* **Work to be completed**
Pick up the telemedicine article below after its last sentence and keep writing it.

* **Document text**
Why Is Telemedicine Still Popular After 2020?
The pandemic really accelerated this in 2019-2020, but online delivery of medical services, called Telehealth or Telemedicine has really taken off. What it did is it accelerated the acceptance of this type of conversation, and prior to 2019. Many people would have been hesitant to get you health care information, or a consultation without going in person to see a medical service provider. Whether it’s a doctor, or PA, or somebody else; people want to go in person because they felt like they had to be there in person to diagnose their problem. In fact, more than half of the medical facility visits that are done, don’t require actual observation of symptoms. Doesn’t require biopsies, or lab tests, or anything else. It just requires a conversation about symptoms.
Telehealth orTelemedicine is a great way to do this because the person does not have to physically leave their house.
The travel time each way, even if you only have a half an hour ride to your doctor’s office that eliminates one hour. The other thing that it does is it eliminates that waiting room time. When you get there, it’s not like you walk right into the doctor’s office. Sometimes you have to wait 30/45 minutes because of the backlog of other patients. It eliminates that time. It also eliminates the possible health risk of being around other people that are sick when you go to a doctor or hospital. By definition, the people that are going there other than regular checkups are going there because they have some type of medical event. Now some of those are: physical injuries, you have a sprained ankle, broken bone, etc. Some of them are contagious infections and you don’t want a lot of those people going to the doctor’s office. If they are, you don’t want them going around people that don’t have to go there.
Maybe they need to discuss some other symptom, maybe it’s a problem sleeping, or some other dietary issue. The more you can keep people away from that contagious environment, the better. Telehealth has stepped in to really fast forward that improvement. An article in Barrens, a very high profile business publication, gets into that. Now we’ve all heard this before, but there’s some interesting takes on the Telehealth or Telemedicine phenomenon that are relatively new.
First of all, Telehealth is more than simply a way to avoid contagion.

* **Data section**
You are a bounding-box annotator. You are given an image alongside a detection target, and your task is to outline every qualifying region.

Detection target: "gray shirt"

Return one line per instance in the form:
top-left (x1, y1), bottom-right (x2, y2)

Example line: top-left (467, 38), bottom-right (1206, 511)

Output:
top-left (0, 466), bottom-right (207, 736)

* **Answer to this problem**
It’s a way for patients to bolster their existing health routines. Nearly three quarters of Telehealth users state: they would use Telehealth for prescription refills discuss test results, and they believe that the professionalism the provider is comparable to an in-person visit. The quality of care is perceived to be the same, if not better remotely. For the providers, what they’re seeing is: it improves access, efficiency, reduces costs, and enables health care systems to do more good for more people.More people can be reached because a doctor is talking to one person on site, they have to have a 5-15 minute buffer between calls in case it runs over.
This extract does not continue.